Only the lines from the one containing "Identify the blue sky" to the end of the entries should be written out, each exactly as it stands, both ends included.

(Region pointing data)
=== Begin Enclosure ===

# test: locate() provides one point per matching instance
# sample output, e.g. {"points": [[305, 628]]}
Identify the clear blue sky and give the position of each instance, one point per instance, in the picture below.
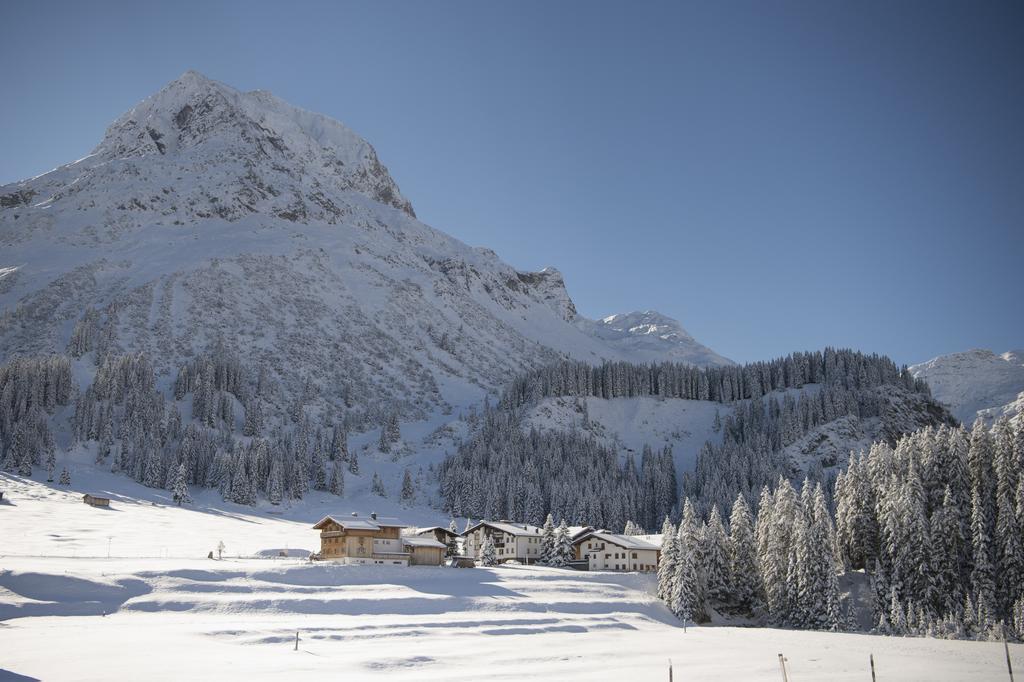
{"points": [[777, 175]]}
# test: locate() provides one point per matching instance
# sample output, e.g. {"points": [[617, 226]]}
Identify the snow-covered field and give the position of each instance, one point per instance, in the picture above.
{"points": [[158, 609]]}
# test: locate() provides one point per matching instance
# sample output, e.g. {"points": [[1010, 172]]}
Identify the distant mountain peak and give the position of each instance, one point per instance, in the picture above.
{"points": [[651, 336], [976, 383]]}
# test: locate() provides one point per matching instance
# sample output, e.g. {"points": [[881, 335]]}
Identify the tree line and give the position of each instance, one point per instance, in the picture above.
{"points": [[935, 523], [848, 369]]}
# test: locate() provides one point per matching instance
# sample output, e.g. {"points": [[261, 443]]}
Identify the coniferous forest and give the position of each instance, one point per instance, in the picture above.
{"points": [[934, 523]]}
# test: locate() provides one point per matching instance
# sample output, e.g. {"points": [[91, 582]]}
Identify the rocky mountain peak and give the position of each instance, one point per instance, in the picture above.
{"points": [[213, 129]]}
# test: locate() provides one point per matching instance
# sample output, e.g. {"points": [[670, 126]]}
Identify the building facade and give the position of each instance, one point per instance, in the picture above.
{"points": [[513, 542], [373, 541], [608, 551]]}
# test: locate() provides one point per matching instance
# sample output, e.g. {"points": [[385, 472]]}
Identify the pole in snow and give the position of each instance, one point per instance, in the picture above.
{"points": [[781, 664]]}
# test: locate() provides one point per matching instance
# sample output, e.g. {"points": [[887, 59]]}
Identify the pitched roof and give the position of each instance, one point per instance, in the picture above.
{"points": [[626, 542], [357, 522], [507, 526], [416, 541], [420, 531]]}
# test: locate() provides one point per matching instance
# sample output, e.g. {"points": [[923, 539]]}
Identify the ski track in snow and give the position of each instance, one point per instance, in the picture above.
{"points": [[143, 614]]}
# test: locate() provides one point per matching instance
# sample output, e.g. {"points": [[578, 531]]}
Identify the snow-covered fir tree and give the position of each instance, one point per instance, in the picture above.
{"points": [[488, 555], [179, 485]]}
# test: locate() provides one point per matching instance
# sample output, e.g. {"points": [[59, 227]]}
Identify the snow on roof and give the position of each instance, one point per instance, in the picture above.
{"points": [[421, 542], [420, 531], [358, 522], [509, 527], [627, 542]]}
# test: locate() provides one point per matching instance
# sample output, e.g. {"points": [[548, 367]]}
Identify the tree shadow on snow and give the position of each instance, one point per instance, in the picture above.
{"points": [[65, 595]]}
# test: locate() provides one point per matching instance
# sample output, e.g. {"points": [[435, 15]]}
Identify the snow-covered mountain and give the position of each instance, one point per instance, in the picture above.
{"points": [[649, 336], [207, 213], [976, 383]]}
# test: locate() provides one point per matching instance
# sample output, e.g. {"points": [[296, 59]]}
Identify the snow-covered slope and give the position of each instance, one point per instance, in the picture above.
{"points": [[630, 423], [207, 213], [648, 336], [976, 383], [159, 609]]}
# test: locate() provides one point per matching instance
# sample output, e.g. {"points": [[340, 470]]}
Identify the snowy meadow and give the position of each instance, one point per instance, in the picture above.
{"points": [[158, 609]]}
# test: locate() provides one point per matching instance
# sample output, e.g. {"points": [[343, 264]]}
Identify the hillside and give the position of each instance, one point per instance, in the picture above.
{"points": [[976, 383], [133, 614], [207, 213]]}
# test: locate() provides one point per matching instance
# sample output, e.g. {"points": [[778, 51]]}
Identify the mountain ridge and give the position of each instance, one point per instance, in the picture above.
{"points": [[208, 213]]}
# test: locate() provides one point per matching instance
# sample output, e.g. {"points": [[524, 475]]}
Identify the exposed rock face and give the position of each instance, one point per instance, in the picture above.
{"points": [[207, 213], [976, 383]]}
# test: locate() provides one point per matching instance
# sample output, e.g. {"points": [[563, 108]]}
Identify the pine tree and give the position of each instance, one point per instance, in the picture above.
{"points": [[897, 616], [452, 547], [488, 556], [547, 542], [743, 578], [563, 547], [179, 486], [982, 578], [336, 484], [408, 489], [275, 481], [377, 486], [685, 598], [715, 554], [667, 561]]}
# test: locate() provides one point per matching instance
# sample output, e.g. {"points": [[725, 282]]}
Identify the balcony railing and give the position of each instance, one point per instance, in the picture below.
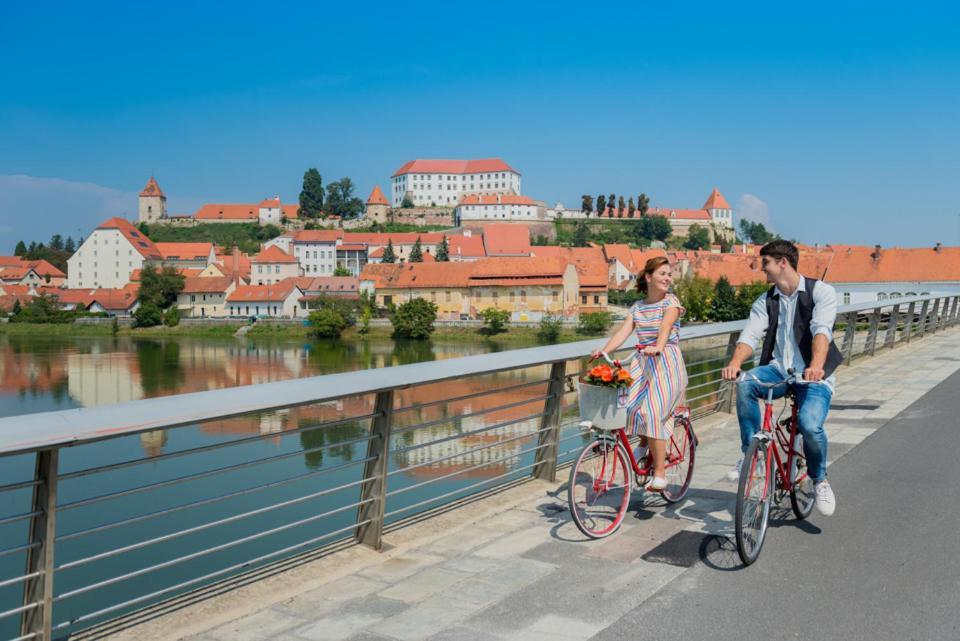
{"points": [[100, 531]]}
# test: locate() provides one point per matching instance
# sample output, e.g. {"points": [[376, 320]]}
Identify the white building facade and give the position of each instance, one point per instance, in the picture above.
{"points": [[441, 183], [109, 254], [501, 207]]}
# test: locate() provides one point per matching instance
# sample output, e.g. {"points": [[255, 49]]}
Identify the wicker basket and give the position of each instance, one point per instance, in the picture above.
{"points": [[604, 407]]}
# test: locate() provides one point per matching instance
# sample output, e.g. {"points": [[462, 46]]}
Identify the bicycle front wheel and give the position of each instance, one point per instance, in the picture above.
{"points": [[681, 450], [754, 498], [599, 489]]}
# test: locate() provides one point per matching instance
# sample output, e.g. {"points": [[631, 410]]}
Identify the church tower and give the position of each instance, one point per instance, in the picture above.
{"points": [[153, 204]]}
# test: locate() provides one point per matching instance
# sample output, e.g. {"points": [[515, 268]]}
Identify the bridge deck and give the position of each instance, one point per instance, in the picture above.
{"points": [[513, 566]]}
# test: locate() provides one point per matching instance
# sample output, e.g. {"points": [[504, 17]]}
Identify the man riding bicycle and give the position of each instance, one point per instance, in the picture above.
{"points": [[797, 315]]}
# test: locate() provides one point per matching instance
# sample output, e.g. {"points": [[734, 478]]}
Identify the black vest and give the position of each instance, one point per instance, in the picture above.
{"points": [[801, 329]]}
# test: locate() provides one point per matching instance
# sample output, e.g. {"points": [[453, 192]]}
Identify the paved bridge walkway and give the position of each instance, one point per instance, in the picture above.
{"points": [[512, 566]]}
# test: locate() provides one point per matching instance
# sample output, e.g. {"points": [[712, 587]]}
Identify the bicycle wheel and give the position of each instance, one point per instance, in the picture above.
{"points": [[681, 452], [599, 489], [754, 497], [802, 493]]}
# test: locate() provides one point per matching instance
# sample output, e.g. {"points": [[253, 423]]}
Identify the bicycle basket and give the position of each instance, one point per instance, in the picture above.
{"points": [[605, 407]]}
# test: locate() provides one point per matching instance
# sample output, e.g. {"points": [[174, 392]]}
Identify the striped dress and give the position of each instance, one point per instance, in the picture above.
{"points": [[659, 381]]}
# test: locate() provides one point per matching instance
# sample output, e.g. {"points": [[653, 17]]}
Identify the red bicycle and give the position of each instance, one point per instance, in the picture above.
{"points": [[599, 489], [773, 466]]}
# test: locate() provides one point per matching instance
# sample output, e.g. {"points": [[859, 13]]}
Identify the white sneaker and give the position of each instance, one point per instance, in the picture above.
{"points": [[734, 474], [826, 502]]}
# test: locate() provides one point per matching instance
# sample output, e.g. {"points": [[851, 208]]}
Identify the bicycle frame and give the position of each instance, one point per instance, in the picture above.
{"points": [[781, 442]]}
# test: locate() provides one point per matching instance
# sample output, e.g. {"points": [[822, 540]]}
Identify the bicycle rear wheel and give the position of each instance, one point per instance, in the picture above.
{"points": [[754, 497], [802, 493], [681, 452], [598, 492]]}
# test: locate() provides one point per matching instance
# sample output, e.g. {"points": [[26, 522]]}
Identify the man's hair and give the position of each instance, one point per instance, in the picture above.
{"points": [[777, 249]]}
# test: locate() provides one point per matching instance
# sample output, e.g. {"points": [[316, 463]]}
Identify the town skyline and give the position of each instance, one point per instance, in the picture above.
{"points": [[827, 133]]}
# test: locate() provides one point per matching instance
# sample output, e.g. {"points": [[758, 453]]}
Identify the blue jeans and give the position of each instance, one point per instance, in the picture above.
{"points": [[813, 402]]}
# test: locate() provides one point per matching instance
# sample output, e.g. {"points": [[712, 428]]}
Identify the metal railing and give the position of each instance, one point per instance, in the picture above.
{"points": [[100, 533]]}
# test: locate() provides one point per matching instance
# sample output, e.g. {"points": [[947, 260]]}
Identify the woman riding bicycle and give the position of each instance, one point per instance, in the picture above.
{"points": [[660, 375]]}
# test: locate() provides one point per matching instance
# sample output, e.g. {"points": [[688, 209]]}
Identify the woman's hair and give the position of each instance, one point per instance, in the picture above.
{"points": [[652, 265]]}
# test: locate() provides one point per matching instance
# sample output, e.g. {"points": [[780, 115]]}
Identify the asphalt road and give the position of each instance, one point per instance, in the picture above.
{"points": [[886, 565]]}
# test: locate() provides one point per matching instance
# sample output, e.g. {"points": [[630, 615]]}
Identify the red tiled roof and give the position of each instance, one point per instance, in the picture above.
{"points": [[482, 166], [716, 201], [277, 292], [152, 188], [496, 199], [506, 240], [185, 251], [273, 254], [465, 246], [44, 268], [210, 284], [377, 197], [121, 299], [133, 235]]}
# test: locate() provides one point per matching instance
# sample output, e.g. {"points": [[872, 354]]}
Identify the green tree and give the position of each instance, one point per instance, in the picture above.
{"points": [[414, 319], [327, 323], [147, 314], [695, 294], [593, 323], [549, 330], [723, 307], [389, 256], [340, 200], [581, 234], [311, 195], [443, 251], [494, 320], [697, 237], [746, 295], [160, 286], [416, 254], [643, 204], [586, 204]]}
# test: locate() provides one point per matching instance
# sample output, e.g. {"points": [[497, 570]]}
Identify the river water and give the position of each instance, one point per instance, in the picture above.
{"points": [[44, 374]]}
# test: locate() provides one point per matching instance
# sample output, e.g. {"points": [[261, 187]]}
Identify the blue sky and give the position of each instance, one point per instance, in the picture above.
{"points": [[835, 122]]}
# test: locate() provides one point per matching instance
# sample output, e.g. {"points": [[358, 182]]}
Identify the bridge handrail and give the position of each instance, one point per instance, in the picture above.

=== End Enclosure ===

--- Solution for this exercise ---
Identify the blue sky and give the position of each instance, one point per instance, in the picture above.
{"points": [[835, 122]]}
# test: locate() provides one point per matching instance
# sample output, e.g. {"points": [[358, 182]]}
Identify the bridge handrail and give the position of each instance, one point per instance, in the picture above.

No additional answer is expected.